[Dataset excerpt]
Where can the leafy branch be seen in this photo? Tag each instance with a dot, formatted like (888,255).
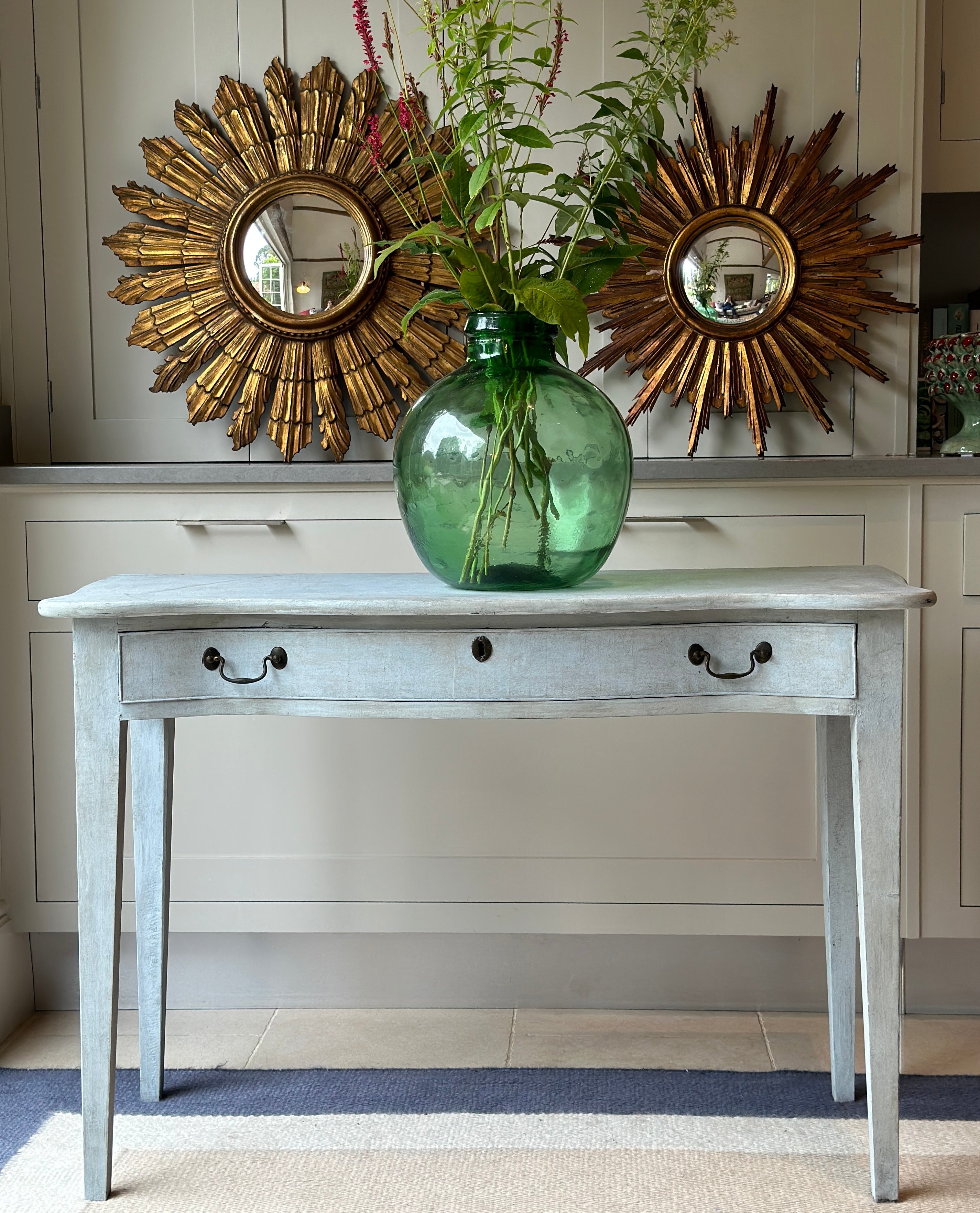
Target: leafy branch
(498,66)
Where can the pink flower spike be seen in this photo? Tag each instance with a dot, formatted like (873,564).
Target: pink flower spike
(373,141)
(404,115)
(558,44)
(363,26)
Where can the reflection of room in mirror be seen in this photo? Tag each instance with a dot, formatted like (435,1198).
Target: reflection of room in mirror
(732,275)
(304,254)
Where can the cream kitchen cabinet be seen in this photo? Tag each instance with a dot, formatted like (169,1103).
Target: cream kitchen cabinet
(951,115)
(951,714)
(630,825)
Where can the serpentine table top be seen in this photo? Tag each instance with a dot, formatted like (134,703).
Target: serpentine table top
(420,596)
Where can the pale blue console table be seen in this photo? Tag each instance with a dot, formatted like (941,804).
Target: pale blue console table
(821,642)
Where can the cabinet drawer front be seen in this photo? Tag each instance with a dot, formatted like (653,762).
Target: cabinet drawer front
(526,664)
(64,556)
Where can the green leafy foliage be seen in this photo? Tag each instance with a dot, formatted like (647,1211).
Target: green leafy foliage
(556,301)
(498,67)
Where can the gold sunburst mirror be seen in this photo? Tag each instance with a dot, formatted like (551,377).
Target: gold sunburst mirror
(260,277)
(752,279)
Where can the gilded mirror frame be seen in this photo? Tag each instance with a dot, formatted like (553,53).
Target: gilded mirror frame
(816,226)
(203,313)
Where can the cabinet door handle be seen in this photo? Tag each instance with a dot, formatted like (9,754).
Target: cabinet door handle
(233,522)
(699,657)
(214,660)
(665,518)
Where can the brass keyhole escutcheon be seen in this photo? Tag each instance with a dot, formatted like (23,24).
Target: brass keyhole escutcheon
(482,648)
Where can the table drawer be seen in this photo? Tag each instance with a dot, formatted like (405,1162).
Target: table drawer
(524,664)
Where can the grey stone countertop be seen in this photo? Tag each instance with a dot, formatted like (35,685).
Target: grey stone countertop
(320,472)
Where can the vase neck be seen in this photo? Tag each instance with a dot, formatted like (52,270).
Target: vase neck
(511,339)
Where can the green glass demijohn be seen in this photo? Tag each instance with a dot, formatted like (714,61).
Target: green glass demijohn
(512,472)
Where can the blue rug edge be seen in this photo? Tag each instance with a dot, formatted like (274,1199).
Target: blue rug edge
(30,1097)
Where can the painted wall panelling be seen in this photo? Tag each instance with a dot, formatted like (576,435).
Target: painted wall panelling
(377,825)
(951,716)
(25,380)
(102,93)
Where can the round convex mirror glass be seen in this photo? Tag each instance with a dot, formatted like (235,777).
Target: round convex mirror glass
(304,254)
(732,275)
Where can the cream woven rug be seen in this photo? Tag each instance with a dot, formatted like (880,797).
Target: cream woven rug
(492,1164)
(486,1142)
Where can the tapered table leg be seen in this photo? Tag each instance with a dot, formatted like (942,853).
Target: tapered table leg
(100,797)
(152,762)
(877,831)
(836,803)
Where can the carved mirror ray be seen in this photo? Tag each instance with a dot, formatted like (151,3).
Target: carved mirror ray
(754,277)
(267,202)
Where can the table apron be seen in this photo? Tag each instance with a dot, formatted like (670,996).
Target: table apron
(459,671)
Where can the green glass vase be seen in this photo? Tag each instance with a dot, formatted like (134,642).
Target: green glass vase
(512,472)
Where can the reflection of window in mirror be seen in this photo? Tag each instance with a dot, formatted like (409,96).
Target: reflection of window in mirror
(318,249)
(732,275)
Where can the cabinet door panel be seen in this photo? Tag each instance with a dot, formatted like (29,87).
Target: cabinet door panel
(960,115)
(970,771)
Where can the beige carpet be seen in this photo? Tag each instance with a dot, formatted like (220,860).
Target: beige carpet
(476,1164)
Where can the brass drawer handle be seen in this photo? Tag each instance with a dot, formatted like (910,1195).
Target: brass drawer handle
(482,648)
(214,660)
(699,657)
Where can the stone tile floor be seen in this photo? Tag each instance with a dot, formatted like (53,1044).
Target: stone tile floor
(289,1039)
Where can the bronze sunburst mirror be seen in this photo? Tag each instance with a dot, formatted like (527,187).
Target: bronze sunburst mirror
(264,281)
(752,281)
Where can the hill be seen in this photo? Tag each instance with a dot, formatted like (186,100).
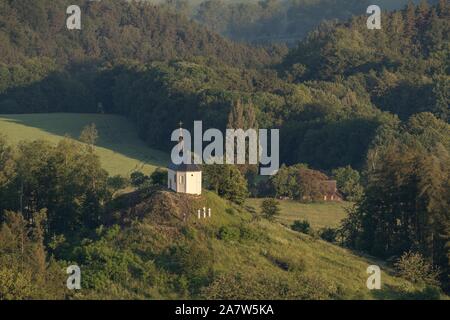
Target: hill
(165,251)
(119,147)
(319,215)
(110,30)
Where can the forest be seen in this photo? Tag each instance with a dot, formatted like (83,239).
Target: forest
(369,108)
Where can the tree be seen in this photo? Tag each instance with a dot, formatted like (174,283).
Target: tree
(227,181)
(159,177)
(138,179)
(89,135)
(415,268)
(270,208)
(348,182)
(301,226)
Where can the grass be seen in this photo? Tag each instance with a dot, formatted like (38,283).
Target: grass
(305,266)
(119,147)
(319,215)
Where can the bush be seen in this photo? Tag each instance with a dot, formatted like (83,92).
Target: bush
(247,233)
(270,208)
(301,226)
(328,234)
(227,233)
(138,179)
(117,182)
(413,267)
(159,177)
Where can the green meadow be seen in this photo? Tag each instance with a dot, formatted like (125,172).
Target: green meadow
(319,215)
(119,147)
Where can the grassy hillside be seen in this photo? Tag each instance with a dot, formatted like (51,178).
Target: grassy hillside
(165,251)
(319,215)
(119,148)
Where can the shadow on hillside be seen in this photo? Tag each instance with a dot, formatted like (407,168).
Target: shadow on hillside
(116,133)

WHAT IS EXPECTED: No pictures belong in the copy; quote exactly the lines from the line containing "Where can the bronze" through the final line of the material, both ends included.

RESPONSE TO THE TASK:
Where can the bronze sunburst mirror be seen in this photo? Tag each instance with a dot, formatted like (527,187).
Target: bronze sunburst mirror
(264,281)
(752,281)
Where can the hill be seen in this photo? Tag each instance with a dot, formatted like (186,100).
Target: hill
(165,251)
(119,147)
(319,215)
(110,30)
Where can the forest be seen in this photo? Tag each instance with a dot, formatted like (83,239).
Target: forest
(369,108)
Where can the tree be seen in this photo? Tag each instance with a dot, formatted like (174,283).
Target: tree
(227,181)
(159,177)
(138,179)
(89,135)
(415,268)
(270,208)
(348,182)
(301,226)
Where can the grass be seen in this photo? Tag each instance with a dot, formatted like (38,283).
Target: grass
(305,266)
(119,147)
(319,215)
Where can the bush be seen in this photo? Tag each instance with a dot, formatted like (83,92).
Target: bush
(247,233)
(270,208)
(301,226)
(328,234)
(227,233)
(138,179)
(117,182)
(413,267)
(159,177)
Where can the green meadow be seen in this photo? Tag each instance with a dot, formatted like (125,172).
Target: green meadow
(319,215)
(119,147)
Where can the grassy hillside be seen in this photo? Tag each instance with a dot, formatted like (51,178).
Target: grassy hillside
(165,251)
(319,215)
(119,148)
Where can the shadow on hillside be seen in this photo? Tag each instance with a dot, formatted like (407,168).
Target: shadow on hillside
(116,133)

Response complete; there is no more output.